**WHAT TO WORK ON**
Copy out every one of the following lines word for word, changing nothing.

Start of DATASET CONTENT

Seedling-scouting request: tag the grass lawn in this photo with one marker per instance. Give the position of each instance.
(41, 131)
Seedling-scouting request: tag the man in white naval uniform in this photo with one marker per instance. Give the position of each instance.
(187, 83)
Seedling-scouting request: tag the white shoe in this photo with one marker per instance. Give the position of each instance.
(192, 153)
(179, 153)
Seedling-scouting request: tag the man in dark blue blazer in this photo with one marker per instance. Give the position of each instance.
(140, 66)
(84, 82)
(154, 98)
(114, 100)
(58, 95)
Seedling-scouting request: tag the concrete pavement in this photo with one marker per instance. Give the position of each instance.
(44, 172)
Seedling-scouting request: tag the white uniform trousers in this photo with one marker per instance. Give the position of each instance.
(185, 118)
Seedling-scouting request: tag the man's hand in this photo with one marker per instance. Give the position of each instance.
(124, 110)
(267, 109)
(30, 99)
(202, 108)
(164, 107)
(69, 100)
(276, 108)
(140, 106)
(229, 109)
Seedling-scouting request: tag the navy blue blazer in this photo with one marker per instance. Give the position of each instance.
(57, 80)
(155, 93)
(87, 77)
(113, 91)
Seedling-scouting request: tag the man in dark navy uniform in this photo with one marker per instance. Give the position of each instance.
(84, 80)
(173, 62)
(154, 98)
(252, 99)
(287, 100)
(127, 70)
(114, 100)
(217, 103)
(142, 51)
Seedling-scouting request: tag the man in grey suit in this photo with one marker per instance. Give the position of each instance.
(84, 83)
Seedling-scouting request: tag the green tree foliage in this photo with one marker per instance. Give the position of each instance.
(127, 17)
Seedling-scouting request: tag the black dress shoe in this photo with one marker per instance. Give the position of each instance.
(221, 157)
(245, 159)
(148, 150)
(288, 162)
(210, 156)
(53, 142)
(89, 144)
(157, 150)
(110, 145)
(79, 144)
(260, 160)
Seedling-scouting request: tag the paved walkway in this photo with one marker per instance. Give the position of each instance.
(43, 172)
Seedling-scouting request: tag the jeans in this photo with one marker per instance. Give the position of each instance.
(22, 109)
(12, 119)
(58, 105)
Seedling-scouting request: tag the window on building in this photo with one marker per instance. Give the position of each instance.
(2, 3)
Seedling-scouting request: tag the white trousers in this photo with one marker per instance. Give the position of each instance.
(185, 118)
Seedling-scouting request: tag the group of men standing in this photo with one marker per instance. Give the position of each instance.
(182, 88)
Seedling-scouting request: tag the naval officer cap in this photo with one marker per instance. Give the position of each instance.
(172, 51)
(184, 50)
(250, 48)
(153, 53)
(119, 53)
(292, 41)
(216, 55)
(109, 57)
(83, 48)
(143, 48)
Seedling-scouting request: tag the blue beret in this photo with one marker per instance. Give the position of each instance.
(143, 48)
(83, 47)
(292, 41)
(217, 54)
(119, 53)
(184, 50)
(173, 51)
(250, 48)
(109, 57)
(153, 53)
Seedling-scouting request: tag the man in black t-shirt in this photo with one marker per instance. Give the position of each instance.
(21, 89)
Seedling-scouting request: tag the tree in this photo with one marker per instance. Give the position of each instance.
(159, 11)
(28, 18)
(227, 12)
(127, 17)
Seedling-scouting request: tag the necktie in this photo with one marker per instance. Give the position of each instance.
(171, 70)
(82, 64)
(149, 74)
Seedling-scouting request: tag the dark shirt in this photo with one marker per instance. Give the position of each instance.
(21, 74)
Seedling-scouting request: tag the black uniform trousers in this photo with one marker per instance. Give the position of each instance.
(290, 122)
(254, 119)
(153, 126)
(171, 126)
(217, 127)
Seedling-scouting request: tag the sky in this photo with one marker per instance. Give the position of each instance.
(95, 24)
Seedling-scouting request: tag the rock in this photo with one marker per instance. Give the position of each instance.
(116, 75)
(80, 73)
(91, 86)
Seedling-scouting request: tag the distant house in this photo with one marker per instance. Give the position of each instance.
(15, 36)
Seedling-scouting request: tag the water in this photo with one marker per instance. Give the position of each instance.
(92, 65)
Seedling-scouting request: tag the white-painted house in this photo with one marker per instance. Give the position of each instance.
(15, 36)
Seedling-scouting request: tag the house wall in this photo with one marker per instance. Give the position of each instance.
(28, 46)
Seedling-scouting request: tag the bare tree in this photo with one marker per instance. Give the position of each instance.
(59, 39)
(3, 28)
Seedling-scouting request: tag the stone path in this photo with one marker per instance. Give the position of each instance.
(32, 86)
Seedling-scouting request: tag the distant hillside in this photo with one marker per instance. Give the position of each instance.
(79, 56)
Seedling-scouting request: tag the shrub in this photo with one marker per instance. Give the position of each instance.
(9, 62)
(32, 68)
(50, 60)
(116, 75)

End of DATASET CONTENT

**ANSWER FOR THE TASK**
Seedling-scouting request: tag the grass lawn in this photo with one marker per instance. Give the position of each instance.
(41, 131)
Seedling-scouting request: tag the man in white naval uniform in this photo with one marker per instance. Give the position of each instance.
(187, 83)
Seedling-scouting request: tag the white shoe in this photo with one marker per instance. Give the position of each instance.
(192, 153)
(179, 153)
Seedling-scouting request: tag the man in dark blue blazer in this photo with one marker per instance. Give the position of each instance.
(140, 66)
(84, 82)
(154, 98)
(114, 100)
(58, 95)
Seedling-scouting request: tag the concrete pavement in this photo with one marker per instance. Give the position of each instance.
(44, 172)
Seedling-scouting request: tag the white uniform trousers in this photo with one marker per instance. Give the position of each instance.
(185, 118)
Seedling-scouting request: tag the man's hand in this photo with one marker per instance. Give the position of each instance.
(124, 110)
(267, 109)
(30, 99)
(202, 108)
(164, 107)
(69, 100)
(276, 108)
(140, 106)
(229, 109)
Seedling-scouting request: tag the navy blue blazer in this photo with one marker per instance. Give the position of each instance.
(57, 80)
(155, 93)
(87, 77)
(113, 91)
Seedling-scouting request: tag the man in dark navy uniform in this photo with one marker per instance. Give the position of each instance.
(84, 80)
(173, 62)
(154, 98)
(252, 99)
(287, 100)
(127, 70)
(114, 100)
(217, 103)
(142, 51)
Seedling-scouting request: tag the man in grey suit in this photo with one marker per instance. Give the position of each instance.
(84, 83)
Seedling-scouting request: tag the green tree foliage in this photo with one marker per instance. Give the position of each instance.
(127, 17)
Seedling-scouting request: tag the black dress shoe in this photo with one marker per instance. Give the position of each instance.
(221, 157)
(245, 159)
(148, 150)
(288, 162)
(210, 156)
(53, 142)
(89, 144)
(157, 150)
(110, 145)
(79, 144)
(260, 160)
Seedling-scouting request: tag the paved walkway in this photo with one marker per instance. Give the position of each instance.
(43, 172)
Seedling-scouting request: tag the jeans in this photo with one marker per instance. Give the position of each instance.
(22, 109)
(12, 119)
(58, 105)
Seedling-scouting request: tag the window on building in this photo with one marker per instance. Give the position of each instance.
(2, 3)
Seedling-scouting request: tag the white trousers in this photo with one marker per instance. Give the position of each instance.
(185, 118)
Seedling-scouting request: tag the group of men standing in this photo with one marker per instance. Give the position of each instance.
(182, 88)
Seedling-scouting request: tag the naval officer cap in this photo with one marker per instance. Give the position of each instance.
(172, 51)
(184, 50)
(250, 48)
(153, 53)
(119, 53)
(292, 41)
(216, 55)
(109, 57)
(83, 48)
(143, 48)
Seedling-scouting request: tag the blue beret in this photo with one marker per instance. Give the position of each instance.
(143, 48)
(83, 47)
(292, 41)
(217, 54)
(119, 53)
(184, 50)
(173, 51)
(250, 48)
(109, 57)
(153, 53)
Seedling-scouting request: tag the man in black t-shirt in this photo with one marker per instance. Give the position of each instance.
(21, 89)
Seedling-scouting request: tag the tree in this photo with one marker per instance. Give the position of each instance.
(159, 11)
(28, 18)
(227, 12)
(127, 17)
Seedling-scouting request: tag the necktie in this photo with one marker per instance. Give the position of each instance.
(171, 70)
(82, 64)
(149, 74)
Seedling-scouting request: tag the dark shirt in this photo with one marker per instance. Give the position of each instance.
(21, 74)
Seedling-scouting request: tag the black uniform trousers in this photo with one marker per instance. Give the position of each instance.
(290, 122)
(254, 119)
(153, 126)
(171, 126)
(217, 127)
Seedling-scouting request: tag the sky in this photo with one marker per instance. Give the position of each instance.
(95, 24)
Seedling-scouting request: tag the rock in this photo with one marker per instance. Give the position of each instance.
(116, 75)
(80, 73)
(91, 86)
Seedling-scouting request: tag the distant house in this photo with one marker per instance. Give the position of each instance.
(15, 36)
Seedling-scouting request: tag the water in this photo with one marker per instance. Give the position of each instance.
(92, 65)
Seedling-scouting request: tag the white-painted house in this photo with one marker per instance. Give the position of each instance.
(15, 36)
Seedling-scouting request: tag the house wall in this photo with one marker per instance. Give the position of each instance.
(28, 46)
Seedling-scouting request: tag the bare tree in this photo with one marker per instance. Give the position of each instance.
(59, 39)
(3, 28)
Seedling-scouting request: tag the stone path in this photo with one marker per instance. Give the position of each instance.
(32, 86)
Seedling-scouting request: tag the distant hillside in this photo with one marker per instance. Give the position of each instance.
(79, 56)
Seedling-scouting request: tag the shrub in this photo with one marker per instance. Give the position of each instance.
(9, 62)
(32, 68)
(50, 60)
(116, 75)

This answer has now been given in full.